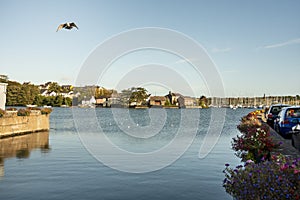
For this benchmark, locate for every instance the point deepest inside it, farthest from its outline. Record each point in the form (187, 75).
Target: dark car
(287, 118)
(273, 111)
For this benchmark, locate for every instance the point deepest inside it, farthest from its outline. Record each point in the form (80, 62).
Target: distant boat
(31, 106)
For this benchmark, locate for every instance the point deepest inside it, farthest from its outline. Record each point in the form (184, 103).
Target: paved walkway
(286, 147)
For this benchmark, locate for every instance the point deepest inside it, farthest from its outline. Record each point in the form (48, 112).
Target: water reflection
(21, 146)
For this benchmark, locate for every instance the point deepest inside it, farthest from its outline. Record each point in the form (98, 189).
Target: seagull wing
(60, 27)
(73, 25)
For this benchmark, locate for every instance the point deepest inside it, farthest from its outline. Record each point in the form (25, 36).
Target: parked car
(273, 111)
(287, 118)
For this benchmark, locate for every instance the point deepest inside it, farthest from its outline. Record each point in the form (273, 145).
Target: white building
(3, 87)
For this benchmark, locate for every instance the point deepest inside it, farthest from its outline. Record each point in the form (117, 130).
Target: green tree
(54, 87)
(138, 95)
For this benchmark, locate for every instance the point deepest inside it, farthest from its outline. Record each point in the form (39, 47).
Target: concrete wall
(3, 95)
(16, 125)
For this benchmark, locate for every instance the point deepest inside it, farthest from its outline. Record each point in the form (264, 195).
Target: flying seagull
(67, 26)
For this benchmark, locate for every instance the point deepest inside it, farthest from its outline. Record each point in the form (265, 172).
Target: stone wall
(17, 125)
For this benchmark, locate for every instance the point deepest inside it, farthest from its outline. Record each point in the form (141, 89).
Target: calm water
(56, 165)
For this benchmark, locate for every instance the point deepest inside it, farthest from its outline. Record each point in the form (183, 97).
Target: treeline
(18, 94)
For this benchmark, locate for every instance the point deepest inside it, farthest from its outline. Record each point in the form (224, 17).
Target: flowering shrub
(275, 179)
(23, 112)
(262, 176)
(255, 142)
(11, 109)
(46, 111)
(2, 112)
(34, 108)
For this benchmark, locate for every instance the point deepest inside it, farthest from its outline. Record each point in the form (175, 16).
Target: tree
(54, 87)
(138, 95)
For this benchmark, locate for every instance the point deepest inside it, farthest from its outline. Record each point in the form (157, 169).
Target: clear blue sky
(254, 44)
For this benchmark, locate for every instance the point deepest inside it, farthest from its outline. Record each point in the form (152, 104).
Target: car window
(293, 112)
(275, 110)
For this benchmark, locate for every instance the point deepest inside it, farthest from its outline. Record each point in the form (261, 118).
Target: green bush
(23, 112)
(11, 109)
(2, 112)
(46, 111)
● ● ● ●
EXERCISE GOAL - Please render the listing above as a Markdown table with the columns Number and Entry, one numbered row per line, skipping blank lines and omitting the pictures.

SOLUTION -
| Number | Entry |
|---|---|
| 1 | For this benchmark, locate for every instance the point deepest inside it, farthest from its outline. Record each point in the form (187, 75). |
| 2 | Target: dark car |
| 3 | (287, 118) |
| 4 | (273, 111) |
| 5 | For this benchmark, locate for every instance the point deepest inside it, farthest from its outline. Record each point in the form (80, 62). |
| 6 | Target: distant boat |
| 7 | (31, 106) |
| 8 | For this benchmark, locate for every instance the point deepest inside it, farthest from its outline. Record each point in the form (184, 103). |
| 9 | Target: paved walkway |
| 10 | (286, 147) |
| 11 | For this benchmark, locate for every instance the point deepest inside it, farthest from its outline. Record each point in the form (48, 112). |
| 12 | Target: water reflection |
| 13 | (21, 146) |
| 14 | For this benchmark, locate for every instance the point deepest inside it, farthest from its outline. Record each point in the form (98, 189). |
| 15 | Target: seagull wing |
| 16 | (60, 27) |
| 17 | (73, 25) |
| 18 | For this benchmark, locate for every instance the point deepest inside it, farthest from its outline. Record each point in the form (25, 36). |
| 19 | Target: parked car |
| 20 | (273, 111) |
| 21 | (287, 118) |
| 22 | For this benchmark, locate for every instance the point deepest inside it, farthest from its outline. Record each point in the form (273, 145). |
| 23 | Target: white building |
| 24 | (3, 87) |
| 25 | For this benchmark, locate for every instance the point deepest inside it, farthest from its outline. Record each point in the form (117, 130). |
| 26 | Target: green tree |
| 27 | (54, 87) |
| 28 | (138, 95) |
| 29 | For this benchmark, locate for every instance the point deepest inside it, farthest from its outline. Record each point in the form (39, 47). |
| 30 | Target: concrete wall |
| 31 | (3, 95) |
| 32 | (16, 125) |
| 33 | For this benchmark, locate for every instance the point deepest inside it, farthest from its outline. Record each point in the form (264, 195). |
| 34 | Target: flying seagull |
| 35 | (67, 26) |
| 36 | For this benchmark, locate for every instance the point deepest inside it, farthest from its outline. Record each point in the form (265, 172). |
| 37 | Target: stone wall |
| 38 | (17, 125) |
| 39 | For this benchmark, locate for every instance the point deepest inside it, farthest from its outline. Record each point in the form (141, 89). |
| 40 | Target: calm water |
| 41 | (56, 165) |
| 42 | For this benchmark, locate for every instance the point deepest inside it, farthest from its outline. Record each point in the form (183, 97). |
| 43 | Target: treeline |
| 44 | (18, 94) |
| 45 | For this benchmark, locate for every instance the point deepest inside it, farthest from its outline. Record each point in the form (224, 17). |
| 46 | Target: flowering shrub |
| 47 | (275, 179) |
| 48 | (23, 112) |
| 49 | (262, 176) |
| 50 | (255, 142) |
| 51 | (11, 109) |
| 52 | (46, 111) |
| 53 | (2, 112) |
| 54 | (34, 108) |
| 55 | For this benchmark, locate for every instance the point deepest inside it, farthest from its outline. Record each point in the form (175, 16). |
| 56 | Target: tree |
| 57 | (54, 87) |
| 58 | (138, 95) |
| 59 | For this benchmark, locate for every instance the point deepest inside it, farthest from its outline. Record each point in the form (157, 169). |
| 60 | Target: clear blue sky |
| 61 | (254, 44) |
| 62 | For this benchmark, locate for every instance the point deepest inside it, farthest from its outline. Record each point in the form (152, 104). |
| 63 | Target: car window |
| 64 | (293, 112) |
| 65 | (275, 110) |
| 66 | For this benchmark, locate for every instance the point deepest inside it, farthest from its outline. Record each point in the form (261, 118). |
| 67 | Target: green bush |
| 68 | (23, 112) |
| 69 | (11, 109) |
| 70 | (2, 112) |
| 71 | (46, 111) |